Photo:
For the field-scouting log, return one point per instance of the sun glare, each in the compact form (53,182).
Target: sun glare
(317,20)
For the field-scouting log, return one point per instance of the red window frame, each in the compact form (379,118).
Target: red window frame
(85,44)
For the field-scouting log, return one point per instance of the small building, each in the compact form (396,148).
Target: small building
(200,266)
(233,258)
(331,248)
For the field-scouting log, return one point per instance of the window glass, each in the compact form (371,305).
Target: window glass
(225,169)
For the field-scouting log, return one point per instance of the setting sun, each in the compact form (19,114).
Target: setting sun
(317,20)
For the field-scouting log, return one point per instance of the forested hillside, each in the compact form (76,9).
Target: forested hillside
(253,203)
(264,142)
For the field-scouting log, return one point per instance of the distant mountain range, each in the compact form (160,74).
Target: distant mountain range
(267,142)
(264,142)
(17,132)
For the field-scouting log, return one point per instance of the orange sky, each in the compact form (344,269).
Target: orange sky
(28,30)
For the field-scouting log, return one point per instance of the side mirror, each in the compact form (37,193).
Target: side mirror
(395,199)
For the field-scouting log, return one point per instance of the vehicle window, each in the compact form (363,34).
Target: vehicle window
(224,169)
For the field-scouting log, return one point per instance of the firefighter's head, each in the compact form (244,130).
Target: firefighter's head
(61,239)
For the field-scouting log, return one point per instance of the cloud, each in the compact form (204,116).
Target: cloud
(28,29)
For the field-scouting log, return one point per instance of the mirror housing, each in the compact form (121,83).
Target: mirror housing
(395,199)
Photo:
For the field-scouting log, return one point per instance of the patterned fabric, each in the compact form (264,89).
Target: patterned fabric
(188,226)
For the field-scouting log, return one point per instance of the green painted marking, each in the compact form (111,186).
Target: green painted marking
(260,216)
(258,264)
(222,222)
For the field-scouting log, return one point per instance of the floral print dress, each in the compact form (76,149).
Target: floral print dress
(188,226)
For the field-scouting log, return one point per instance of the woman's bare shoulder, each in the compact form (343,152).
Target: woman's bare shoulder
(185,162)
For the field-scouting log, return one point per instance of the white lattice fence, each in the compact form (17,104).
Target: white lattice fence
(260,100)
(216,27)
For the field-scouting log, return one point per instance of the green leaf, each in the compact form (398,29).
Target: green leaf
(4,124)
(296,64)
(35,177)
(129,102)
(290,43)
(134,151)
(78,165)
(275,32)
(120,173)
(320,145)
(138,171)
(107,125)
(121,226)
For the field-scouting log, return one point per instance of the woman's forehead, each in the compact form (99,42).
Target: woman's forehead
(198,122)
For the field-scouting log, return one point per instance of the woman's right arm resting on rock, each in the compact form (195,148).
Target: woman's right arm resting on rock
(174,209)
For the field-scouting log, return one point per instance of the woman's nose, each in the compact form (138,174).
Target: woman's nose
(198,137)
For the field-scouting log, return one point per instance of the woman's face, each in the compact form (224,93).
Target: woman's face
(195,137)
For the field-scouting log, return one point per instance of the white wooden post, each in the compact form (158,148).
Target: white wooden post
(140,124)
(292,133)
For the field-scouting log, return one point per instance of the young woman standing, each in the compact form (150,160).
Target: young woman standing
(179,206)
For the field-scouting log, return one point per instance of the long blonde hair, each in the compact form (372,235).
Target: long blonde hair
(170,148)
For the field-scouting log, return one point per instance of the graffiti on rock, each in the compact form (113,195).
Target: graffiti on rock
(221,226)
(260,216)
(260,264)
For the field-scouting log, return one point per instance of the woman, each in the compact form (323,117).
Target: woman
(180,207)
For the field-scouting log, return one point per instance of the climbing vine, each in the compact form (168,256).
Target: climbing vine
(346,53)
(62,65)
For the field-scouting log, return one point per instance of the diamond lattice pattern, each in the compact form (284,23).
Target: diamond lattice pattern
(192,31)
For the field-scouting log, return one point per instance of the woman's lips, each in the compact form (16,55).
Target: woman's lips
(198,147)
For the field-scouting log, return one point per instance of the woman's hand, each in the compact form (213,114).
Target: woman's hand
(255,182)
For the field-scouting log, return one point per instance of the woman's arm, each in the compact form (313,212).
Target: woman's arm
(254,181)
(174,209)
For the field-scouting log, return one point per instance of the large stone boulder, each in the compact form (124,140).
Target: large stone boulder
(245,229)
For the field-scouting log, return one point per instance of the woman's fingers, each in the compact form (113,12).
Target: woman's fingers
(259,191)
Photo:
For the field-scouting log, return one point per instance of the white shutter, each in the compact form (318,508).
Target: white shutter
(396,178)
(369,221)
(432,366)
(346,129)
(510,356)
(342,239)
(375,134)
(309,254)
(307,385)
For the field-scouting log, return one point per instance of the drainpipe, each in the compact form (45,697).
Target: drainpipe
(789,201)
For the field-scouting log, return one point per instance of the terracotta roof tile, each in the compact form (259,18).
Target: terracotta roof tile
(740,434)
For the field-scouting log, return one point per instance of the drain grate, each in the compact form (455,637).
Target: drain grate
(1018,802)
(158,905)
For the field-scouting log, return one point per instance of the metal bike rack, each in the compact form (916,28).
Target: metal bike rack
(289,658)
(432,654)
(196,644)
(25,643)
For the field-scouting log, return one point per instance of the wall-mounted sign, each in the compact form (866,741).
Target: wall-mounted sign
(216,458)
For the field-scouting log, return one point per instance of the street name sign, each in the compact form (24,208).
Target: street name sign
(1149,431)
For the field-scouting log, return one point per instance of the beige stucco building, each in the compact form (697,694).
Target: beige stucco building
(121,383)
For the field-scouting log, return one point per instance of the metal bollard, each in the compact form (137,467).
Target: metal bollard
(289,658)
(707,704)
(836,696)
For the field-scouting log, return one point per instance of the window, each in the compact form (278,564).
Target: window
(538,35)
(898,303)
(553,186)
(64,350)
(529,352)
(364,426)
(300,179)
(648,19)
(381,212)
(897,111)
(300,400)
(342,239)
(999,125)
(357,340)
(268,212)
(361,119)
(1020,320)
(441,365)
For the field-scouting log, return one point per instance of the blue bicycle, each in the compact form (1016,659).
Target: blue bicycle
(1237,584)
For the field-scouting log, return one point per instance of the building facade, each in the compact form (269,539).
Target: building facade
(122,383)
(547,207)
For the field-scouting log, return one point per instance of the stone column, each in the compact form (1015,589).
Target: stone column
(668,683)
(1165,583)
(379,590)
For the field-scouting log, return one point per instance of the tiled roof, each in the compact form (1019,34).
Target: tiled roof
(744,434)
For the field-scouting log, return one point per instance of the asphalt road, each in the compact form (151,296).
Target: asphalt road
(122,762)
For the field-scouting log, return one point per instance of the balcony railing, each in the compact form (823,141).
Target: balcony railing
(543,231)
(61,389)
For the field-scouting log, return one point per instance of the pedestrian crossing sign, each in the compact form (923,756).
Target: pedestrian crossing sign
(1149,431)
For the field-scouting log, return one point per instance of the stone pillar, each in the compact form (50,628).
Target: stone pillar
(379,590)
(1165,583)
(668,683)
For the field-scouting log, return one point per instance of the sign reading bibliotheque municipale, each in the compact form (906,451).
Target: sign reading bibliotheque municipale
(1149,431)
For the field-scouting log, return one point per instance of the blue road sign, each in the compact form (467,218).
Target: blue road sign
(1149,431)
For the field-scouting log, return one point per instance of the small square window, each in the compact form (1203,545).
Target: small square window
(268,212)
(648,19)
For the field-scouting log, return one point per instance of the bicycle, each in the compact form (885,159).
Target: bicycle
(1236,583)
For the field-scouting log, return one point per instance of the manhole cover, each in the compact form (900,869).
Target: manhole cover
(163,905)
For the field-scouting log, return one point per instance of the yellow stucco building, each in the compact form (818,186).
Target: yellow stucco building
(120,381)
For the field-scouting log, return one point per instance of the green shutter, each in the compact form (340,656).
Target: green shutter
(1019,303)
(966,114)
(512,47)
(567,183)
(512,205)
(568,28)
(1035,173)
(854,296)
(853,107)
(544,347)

——————

Every line above must be repeated exactly as it appears.

** ANSWER BOX **
Photo:
For the field-scouting log, return one point per instance of the sun glare, each in the compact form (53,182).
Target: sun glare
(317,20)
For the field-scouting log, return one point per instance of the red window frame, each in the compact form (379,118).
Target: red window frame
(85,44)
For the field-scouting log, return one point per instance of the small building, each in the compact form (396,148).
Target: small building
(200,266)
(233,258)
(331,248)
For the field-scouting log, return one point per instance of the window glass, each in the compact form (371,305).
Target: window glass
(225,169)
For the field-scouting log, return one point per instance of the setting sun, each in the compact form (19,114).
Target: setting sun
(317,20)
For the field-scouting log, return one point per instance of the forested hillside, each in the compact form (76,9).
Target: forested hillside
(253,203)
(264,142)
For the field-scouting log, return one point per instance of the distant mountain range, each in the compact form (160,74).
Target: distant mountain range
(267,142)
(264,142)
(17,132)
For the field-scouting log, return one point per instance of the orange sky, each in the compact form (344,269).
Target: orange sky
(28,30)
For the field-scouting log, return one point per instance of the side mirror, each in the compact form (37,193).
Target: side mirror
(395,199)
For the field-scouting log, return one point per instance of the vehicle window, each in the compact form (363,34).
Target: vehicle window
(224,169)
For the field-scouting log, return one point per instance of the firefighter's head, each in the compact form (244,130).
Target: firefighter's head
(61,239)
For the field-scouting log, return one point per instance of the cloud, each in the compact form (204,116).
Target: cloud
(28,29)
For the field-scouting log, return one point per instance of the mirror housing, each in the compact form (121,83).
Target: mirror housing
(395,199)
Photo:
For the field-scouting log, return one point per instance of the patterned fabric, each in the compact form (264,89).
Target: patterned fabric
(188,226)
For the field-scouting log, return one point per instance of the green painted marking, each in the compact form (111,186).
Target: green painted marking
(260,216)
(258,264)
(222,222)
For the field-scouting log, return one point per instance of the floral print dress, each in the compact form (76,149).
Target: floral print dress
(188,226)
For the field-scouting log, return one point per instance of the woman's bare shoulder, each in the compact form (343,152).
Target: woman's bare shoulder
(185,162)
For the field-scouting log, return one point per instance of the white lattice fence, each in the compact form (17,104).
Target: white lattice fence
(260,100)
(216,27)
For the field-scouting log, return one point per instance of the green leaf, each in the compact form (398,29).
Target: green leaf
(4,124)
(296,64)
(35,177)
(129,102)
(290,43)
(134,151)
(78,165)
(275,32)
(120,173)
(320,145)
(138,171)
(107,125)
(121,226)
For the field-scouting log, return one point per instance of the woman's forehead, each in the compact form (99,42).
Target: woman's forehead
(198,122)
For the field-scouting log, return one point per instance of the woman's right arm resting on rock, each in the compact form (195,148).
Target: woman's right arm resting on rock
(174,209)
For the field-scouting log, return one point per instance of the woman's nose, each in the compact form (138,174).
Target: woman's nose
(198,137)
For the field-scouting log, return one point per instance of the woman's face, each in the compact form (224,93).
Target: woman's face
(195,137)
For the field-scouting log, return one point per instance of the white wooden post, each in the compact form (158,148).
Target: white wooden post
(140,124)
(292,133)
For the field-scouting log, return one point per instance of the young woman standing, each in the compact form (150,160).
Target: young woman standing
(179,206)
For the field-scouting log, return one point per instance of the long blonde hair, each in the compact form (372,235).
Target: long blonde hair
(170,148)
For the field-scouting log, return one point per instance of the graffiti on rock, each in the compact form (113,195).
Target: graffiti on rock
(221,226)
(260,216)
(260,264)
For the field-scouting log, return one point per instance of the woman, each in the compact form (323,117).
Target: woman
(180,207)
For the field-scouting log, return one point per instance of the climbing vine, each in the compact form (168,256).
Target: climbing vine
(346,53)
(62,65)
For the field-scouting log, return one point per instance of the diamond lattice pattern, each in the compact form (284,23).
Target: diamond lattice pattern
(192,31)
For the field-scouting log, return one point per instance of the woman's lips, each in the compact form (16,55).
Target: woman's lips
(198,147)
For the field-scouting log, return one point per instance of the woman's hand, each in the compact form (213,114).
Target: woman's hand
(255,182)
For the field-scouting log, return one point per instance of the woman's arm, each in the compact form (313,212).
Target: woman's arm
(254,181)
(174,209)
For the field-scouting log, return one point per instance of the large stone boulder, each in the compact form (124,140).
Target: large stone boulder
(245,229)
For the field-scouting log, return one point per instance of the woman's fingers, each in the compact form (113,12).
Target: woman's fingers
(259,191)
Photo:
For the field-scouting log, return one point per instance of the white shutter, each in the compact form (318,508).
Target: white shutter
(396,178)
(369,221)
(432,366)
(346,129)
(510,356)
(342,239)
(375,134)
(309,254)
(307,385)
For the field-scouting log, return one point per instance of the drainpipe, each in the compact form (45,697).
Target: drainpipe
(789,201)
For the field-scouting log, return one point per instance of the terracotta roof tile, each in the compact form (259,18).
Target: terracotta roof tile
(740,434)
For the field-scouting log, return one point per instance of the drain grate, each in the compact form (455,637).
Target: drain grate
(1018,802)
(158,905)
For the field-scouting log, return one point per instance of the metal bike rack, each in the compact form (916,28).
Target: metal bike rack
(289,658)
(432,654)
(196,644)
(25,643)
For the field-scouting log, return one point per instance of the wall-mounted sign, each in the compact form (866,741).
Target: wall-mounted sign
(216,458)
For the field-scouting log, return one point per instance of the street name sign, each in the compact form (24,208).
Target: street name sign
(1149,431)
For the field-scouting log, return one point per instance of the beige stucco building, each in the compact form (697,694).
Target: beige stucco building
(121,383)
For the field-scouting log, return one point per instance of the metal bollard, each in the compact form (137,467).
Target: metal bollard
(289,658)
(707,704)
(836,696)
For the field-scouting log, return one point per instance of the window, each in the compact form (278,564).
Target: window
(538,35)
(898,303)
(553,186)
(64,350)
(529,352)
(364,426)
(300,179)
(648,19)
(381,212)
(897,111)
(300,400)
(342,239)
(999,125)
(357,340)
(268,212)
(361,119)
(1020,320)
(441,365)
For the field-scouting log, return one point per instance of the blue bicycle, each in the compact form (1016,659).
Target: blue bicycle
(1237,584)
For the field-scouting log, return one point per instance of the building facade, each in the compact form (269,539).
Target: building facade
(122,383)
(547,207)
For the field-scouting log, return one point per instance of the stone column, each in the compact form (1015,589).
Target: stone column
(668,683)
(1165,583)
(379,590)
For the field-scouting log, return one point per instance of the tiled roof, each in the compact form (1019,34).
Target: tiled roof
(744,434)
For the field-scouting log, return one point per instance of the asphalt road, each in the compact form (151,296).
Target: asphalt road
(122,762)
For the field-scouting log, return one point per instance of the balcony railing, each in the compact form (823,141).
Target: balcony railing
(543,231)
(61,389)
For the field-scouting log, return one point per instance of the pedestrian crossing sign, each in the compact form (923,756).
Target: pedestrian crossing sign
(1149,431)
For the field-scouting log, return one point per instance of the stone pillar, each in the compact form (50,628).
Target: stone pillar
(379,590)
(1165,583)
(668,683)
For the field-scouting log, return one point per instance of the sign reading bibliotheque municipale, each in the compact form (906,451).
Target: sign reading bibliotheque municipale
(1149,431)
For the field-scouting log, return one point per instance of the blue road sign, each in the compact form (467,218).
Target: blue road sign
(1149,431)
For the field-scouting log, return one point per instance of the small square window, each in the compact form (1203,545).
Target: small square window
(268,212)
(648,19)
For the field-scouting log, return one point per instance of the bicycle, each in the compact form (885,159).
Target: bicycle
(1236,583)
For the field-scouting log, return one point per instance of the manhole cover, each in the compact form (900,869).
Target: manhole cover
(163,905)
For the field-scouting log, return one point per instance of the yellow stucco building, each in the compact form (818,186).
Target: yellow stucco building
(120,381)
For the field-scouting log, return one point per instance of the green shutter, each in the compact form (340,656).
Target: green shutter
(1019,303)
(966,114)
(512,47)
(567,183)
(512,205)
(568,28)
(1035,173)
(854,296)
(853,107)
(544,347)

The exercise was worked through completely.